Data entries:
######

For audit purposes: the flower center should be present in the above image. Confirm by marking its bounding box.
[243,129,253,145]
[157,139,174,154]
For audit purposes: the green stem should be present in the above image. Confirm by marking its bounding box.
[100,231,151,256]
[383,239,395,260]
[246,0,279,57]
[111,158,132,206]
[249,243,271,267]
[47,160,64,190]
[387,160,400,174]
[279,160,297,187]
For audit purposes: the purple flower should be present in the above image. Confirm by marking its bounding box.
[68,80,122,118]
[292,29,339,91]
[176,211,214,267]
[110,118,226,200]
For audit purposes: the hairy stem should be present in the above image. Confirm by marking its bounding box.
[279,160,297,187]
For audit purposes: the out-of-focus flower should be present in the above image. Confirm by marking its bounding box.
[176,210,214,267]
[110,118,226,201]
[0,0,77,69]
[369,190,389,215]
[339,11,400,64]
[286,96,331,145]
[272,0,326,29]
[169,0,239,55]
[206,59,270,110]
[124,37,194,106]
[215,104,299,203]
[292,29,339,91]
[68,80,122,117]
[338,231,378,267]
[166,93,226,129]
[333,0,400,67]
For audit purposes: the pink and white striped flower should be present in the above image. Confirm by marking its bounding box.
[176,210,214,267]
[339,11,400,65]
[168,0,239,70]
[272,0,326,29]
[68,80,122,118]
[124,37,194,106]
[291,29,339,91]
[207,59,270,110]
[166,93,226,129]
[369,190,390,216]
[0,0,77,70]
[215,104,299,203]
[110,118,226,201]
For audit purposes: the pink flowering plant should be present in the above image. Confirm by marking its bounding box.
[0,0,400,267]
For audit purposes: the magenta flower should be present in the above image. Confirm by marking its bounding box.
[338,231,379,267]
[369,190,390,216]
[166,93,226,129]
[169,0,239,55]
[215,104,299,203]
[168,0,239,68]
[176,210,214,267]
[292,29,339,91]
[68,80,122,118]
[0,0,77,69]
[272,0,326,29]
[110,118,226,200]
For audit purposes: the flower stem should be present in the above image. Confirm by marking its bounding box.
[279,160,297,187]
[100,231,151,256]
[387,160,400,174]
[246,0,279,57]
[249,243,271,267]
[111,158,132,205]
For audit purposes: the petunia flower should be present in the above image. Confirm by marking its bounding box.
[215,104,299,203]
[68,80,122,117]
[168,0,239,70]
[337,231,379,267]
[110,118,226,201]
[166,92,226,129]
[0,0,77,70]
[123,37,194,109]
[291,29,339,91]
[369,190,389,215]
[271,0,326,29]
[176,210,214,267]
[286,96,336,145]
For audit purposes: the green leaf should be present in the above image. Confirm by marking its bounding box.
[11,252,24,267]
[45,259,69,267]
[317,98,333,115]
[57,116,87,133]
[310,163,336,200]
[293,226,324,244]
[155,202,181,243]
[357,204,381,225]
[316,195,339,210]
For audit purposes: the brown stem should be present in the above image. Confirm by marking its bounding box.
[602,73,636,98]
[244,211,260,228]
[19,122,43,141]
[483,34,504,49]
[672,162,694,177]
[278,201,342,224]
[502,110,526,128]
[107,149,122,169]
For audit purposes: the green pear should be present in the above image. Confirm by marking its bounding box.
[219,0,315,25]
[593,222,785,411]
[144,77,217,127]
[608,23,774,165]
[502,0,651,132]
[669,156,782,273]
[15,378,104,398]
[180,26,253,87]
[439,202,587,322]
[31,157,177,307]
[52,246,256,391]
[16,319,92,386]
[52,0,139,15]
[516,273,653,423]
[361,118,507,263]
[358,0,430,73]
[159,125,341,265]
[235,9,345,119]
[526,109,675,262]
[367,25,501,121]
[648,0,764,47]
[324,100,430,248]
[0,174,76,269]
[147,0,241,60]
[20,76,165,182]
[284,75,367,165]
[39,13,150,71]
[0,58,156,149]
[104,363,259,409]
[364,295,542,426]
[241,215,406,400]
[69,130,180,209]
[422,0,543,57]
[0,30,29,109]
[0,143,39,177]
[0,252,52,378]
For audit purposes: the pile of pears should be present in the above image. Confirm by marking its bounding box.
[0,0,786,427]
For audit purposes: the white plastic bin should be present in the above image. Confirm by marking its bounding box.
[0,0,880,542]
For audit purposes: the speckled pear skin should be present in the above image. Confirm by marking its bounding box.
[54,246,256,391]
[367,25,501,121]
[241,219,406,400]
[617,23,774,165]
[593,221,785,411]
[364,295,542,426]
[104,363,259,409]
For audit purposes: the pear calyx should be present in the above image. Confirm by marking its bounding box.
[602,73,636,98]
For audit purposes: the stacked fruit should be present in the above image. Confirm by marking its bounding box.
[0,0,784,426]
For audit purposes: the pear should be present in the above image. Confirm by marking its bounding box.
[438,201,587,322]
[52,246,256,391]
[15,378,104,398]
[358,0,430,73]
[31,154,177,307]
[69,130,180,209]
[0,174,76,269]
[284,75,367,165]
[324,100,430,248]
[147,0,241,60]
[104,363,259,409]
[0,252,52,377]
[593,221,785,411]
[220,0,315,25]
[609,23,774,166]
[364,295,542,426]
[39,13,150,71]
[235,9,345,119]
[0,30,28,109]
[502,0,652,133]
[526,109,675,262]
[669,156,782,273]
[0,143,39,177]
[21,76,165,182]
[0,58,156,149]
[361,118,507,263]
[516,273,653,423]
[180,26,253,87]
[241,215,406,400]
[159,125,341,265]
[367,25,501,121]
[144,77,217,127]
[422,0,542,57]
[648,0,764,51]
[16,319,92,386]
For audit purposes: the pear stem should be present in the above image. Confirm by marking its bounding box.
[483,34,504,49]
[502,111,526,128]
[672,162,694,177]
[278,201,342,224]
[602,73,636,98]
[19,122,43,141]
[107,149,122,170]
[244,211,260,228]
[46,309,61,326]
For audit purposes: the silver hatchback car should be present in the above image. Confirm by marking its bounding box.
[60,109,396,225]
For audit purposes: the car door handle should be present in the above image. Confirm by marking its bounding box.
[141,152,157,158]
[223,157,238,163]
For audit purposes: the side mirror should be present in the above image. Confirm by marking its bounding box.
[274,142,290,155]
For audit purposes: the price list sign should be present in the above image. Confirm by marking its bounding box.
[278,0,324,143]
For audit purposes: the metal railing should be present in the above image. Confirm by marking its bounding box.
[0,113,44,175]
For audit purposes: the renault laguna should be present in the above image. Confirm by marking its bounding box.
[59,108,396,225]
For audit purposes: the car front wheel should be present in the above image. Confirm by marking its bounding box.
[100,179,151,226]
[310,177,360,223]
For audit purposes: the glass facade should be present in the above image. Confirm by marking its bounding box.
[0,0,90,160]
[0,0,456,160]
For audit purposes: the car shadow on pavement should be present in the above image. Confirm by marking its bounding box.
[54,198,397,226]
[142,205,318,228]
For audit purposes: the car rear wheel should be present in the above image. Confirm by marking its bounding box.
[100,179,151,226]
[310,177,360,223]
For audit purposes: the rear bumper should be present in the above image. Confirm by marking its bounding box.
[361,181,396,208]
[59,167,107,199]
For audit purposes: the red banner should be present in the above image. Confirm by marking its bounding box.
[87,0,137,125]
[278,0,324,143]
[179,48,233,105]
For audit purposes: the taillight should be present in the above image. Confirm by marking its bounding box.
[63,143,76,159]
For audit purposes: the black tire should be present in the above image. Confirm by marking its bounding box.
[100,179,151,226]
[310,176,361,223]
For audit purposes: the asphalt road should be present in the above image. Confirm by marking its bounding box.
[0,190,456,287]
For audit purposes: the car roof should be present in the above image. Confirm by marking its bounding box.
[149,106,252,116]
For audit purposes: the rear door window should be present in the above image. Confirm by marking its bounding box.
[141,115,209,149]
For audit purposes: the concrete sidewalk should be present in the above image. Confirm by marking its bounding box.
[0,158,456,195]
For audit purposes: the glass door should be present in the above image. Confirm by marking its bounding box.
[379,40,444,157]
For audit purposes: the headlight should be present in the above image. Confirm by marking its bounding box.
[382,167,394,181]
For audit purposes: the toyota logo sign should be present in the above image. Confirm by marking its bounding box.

######

• Work required
Please change "bounding box" to "enclosing box" everywhere in the data, starting at the line containing "For audit purposes: the red" and ending at the end of the data. Leave everything else untouched.

• Answer
For audit purposes: the red banner should be present in the above image. Confirm by marking its enclosing box.
[87,0,137,125]
[278,0,324,143]
[179,48,233,105]
For audit purposes: the taillight should be present in the above image. Confirm by marking its enclosing box.
[63,143,76,159]
For audit purposes: the black tire should be present in the above image. Confirm by marking its enclosing box.
[100,179,151,226]
[310,176,361,223]
For audit purposes: the asphalt road should be present in the above image. Confirm by marking its enclosing box.
[0,190,456,287]
For audit purposes: the car roof should be present in the above image. Confirm by marking its enclosing box.
[149,106,252,116]
For audit purposes: the rear door window should be present in the above image. Confirm by marking its enclosing box.
[141,115,209,149]
For audit purposes: the concrete sidewalk should be present in the above image. Confirm by marking its enclosing box.
[0,158,456,195]
For audit purposes: the glass door should be present in the above image. Confirm by marking its enclosing box.
[379,40,444,157]
For audit purposes: the headlight should be present in the above image. Confirm by marking its enclosing box.
[382,167,394,181]
For audit purposes: the toyota logo sign should be present in the above image. Confirm by marking its enclosing box.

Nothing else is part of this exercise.